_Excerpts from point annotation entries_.

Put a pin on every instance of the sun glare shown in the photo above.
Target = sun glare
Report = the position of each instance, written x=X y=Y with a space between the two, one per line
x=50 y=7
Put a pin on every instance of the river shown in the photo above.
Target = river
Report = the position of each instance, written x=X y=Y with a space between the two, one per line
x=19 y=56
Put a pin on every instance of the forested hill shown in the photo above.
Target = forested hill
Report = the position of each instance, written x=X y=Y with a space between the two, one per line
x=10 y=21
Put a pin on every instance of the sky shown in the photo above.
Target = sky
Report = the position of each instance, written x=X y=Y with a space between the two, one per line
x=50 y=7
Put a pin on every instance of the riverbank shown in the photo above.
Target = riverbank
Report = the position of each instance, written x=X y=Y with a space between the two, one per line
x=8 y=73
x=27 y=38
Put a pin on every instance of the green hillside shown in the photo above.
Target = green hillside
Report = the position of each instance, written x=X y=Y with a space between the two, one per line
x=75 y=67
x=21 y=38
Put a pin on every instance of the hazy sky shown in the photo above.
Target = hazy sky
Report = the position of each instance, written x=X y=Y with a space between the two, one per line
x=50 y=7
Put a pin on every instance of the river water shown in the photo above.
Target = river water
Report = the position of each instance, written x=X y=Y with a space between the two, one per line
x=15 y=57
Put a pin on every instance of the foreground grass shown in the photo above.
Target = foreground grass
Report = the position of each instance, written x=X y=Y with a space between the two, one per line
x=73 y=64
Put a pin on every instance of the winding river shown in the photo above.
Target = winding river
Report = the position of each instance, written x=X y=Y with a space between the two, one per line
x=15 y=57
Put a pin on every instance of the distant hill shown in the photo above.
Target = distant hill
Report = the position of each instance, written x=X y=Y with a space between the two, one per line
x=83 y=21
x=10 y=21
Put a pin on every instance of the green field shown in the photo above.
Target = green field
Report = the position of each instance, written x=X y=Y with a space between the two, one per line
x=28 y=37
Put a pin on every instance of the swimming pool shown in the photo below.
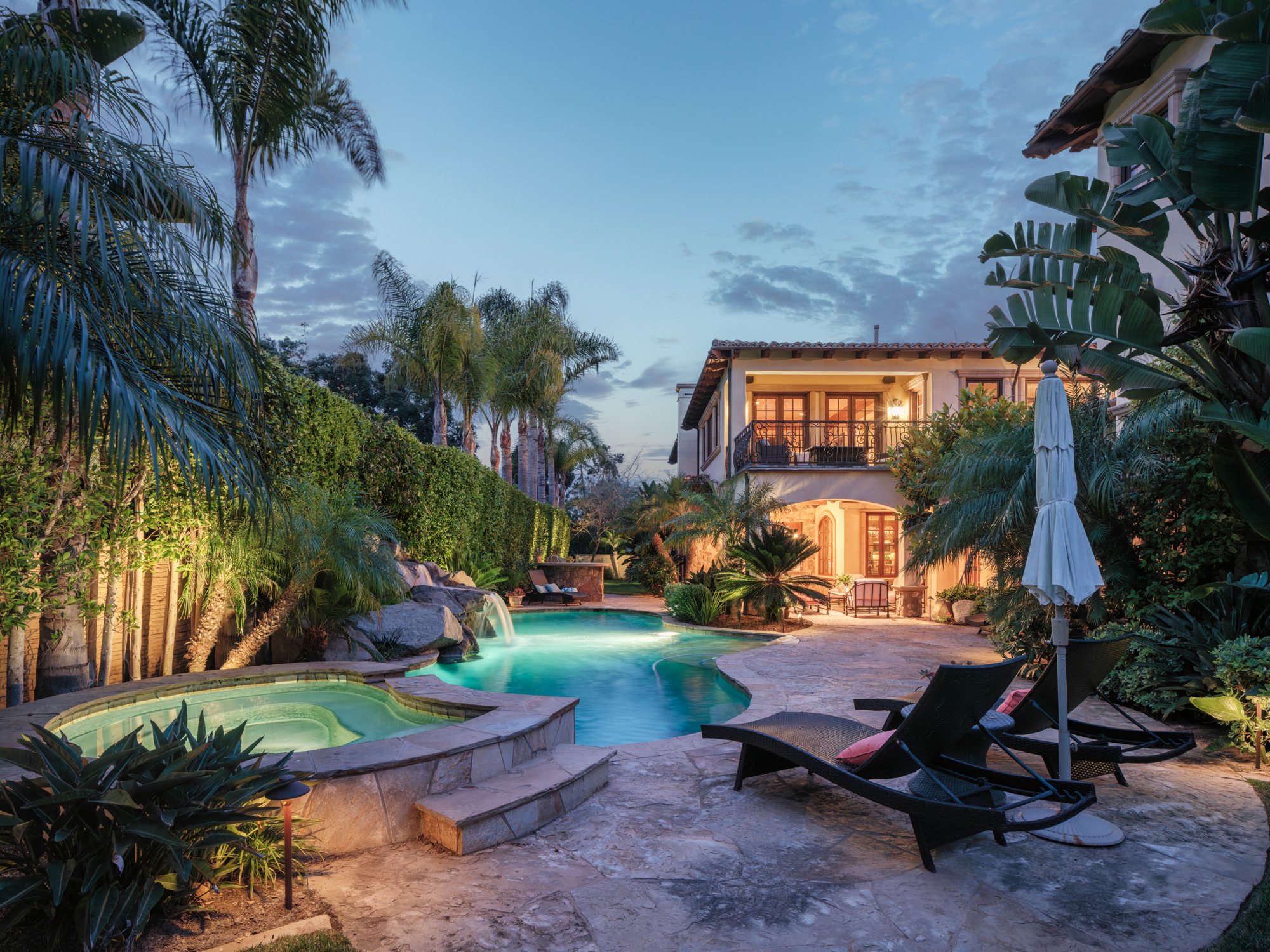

_WRITTEN TASK_. Reproduce every one of the entries above verbatim, keeping each line unchanged. Omit the pictures from your output.

_EXERCISE ANSWER_.
Put a pin on every instance of the sun glare shown in the photo above.
Target = sun glare
Report = the position of each instance, written x=X y=Y with a space between the two, one per line
x=50 y=7
Put a pin on every instance of the river shown in the photo above.
Target = river
Report = the position of each instance, written x=X y=Y with a space between the two, one per line
x=19 y=56
Put a pin on every instance of the forested hill shown in the photo above.
Target = forested hill
Report = the position of each instance, written x=X y=Y with a space between the two, one per line
x=10 y=21
Put a pin on every instance of the sky shown in the photo above.
Target = sky
Report = the position of each instance, written x=X y=Y with a space between the two, one per line
x=50 y=7
Put a pin on every instance of the riverbank shown in the photo above.
Target = riverbank
Report = the position of each instance, written x=X y=Y with a space between the two, one per line
x=8 y=73
x=27 y=38
Put a pin on every instance of the green hillside shown in the photo above.
Target = green hillside
Report = the position of each instance, written x=X y=Y with a space between the two, one per line
x=75 y=67
x=21 y=38
Put a pin on every instance of the hazy sky shown in the photo above.
Target = hazy sky
Report = the position of each instance, written x=X y=Y with a space between the two, one per line
x=50 y=7
Put a pin on every instance of the river water shown in the photo above.
Target = river water
Report = the position of each instance, written x=X y=Y with a space between the two, one per line
x=15 y=57
Put a pin on every instance of the foreground grass shown in the photo above.
Target = foreground grass
Report = the position of each instance, written x=X y=Y with a space between the two, one per line
x=73 y=64
Put a pin on every instance of the winding river shown in the photo above.
Target = winding river
Report = the position of each instance, written x=X y=Y with a space between the two, one per line
x=15 y=57
Put a pin on every instance of the distant hill shown in the photo above.
Target = distant hill
Report = the position of each instance, written x=X y=Y with a space between the two, one per line
x=83 y=21
x=10 y=21
Put a pin on every instance of the green field shown in the photo above.
Target = green field
Report = the position of each instance, written x=X y=Y with a space between the two, one per line
x=28 y=37
Put a pin on every instance of the swimming pool shown in the photo below.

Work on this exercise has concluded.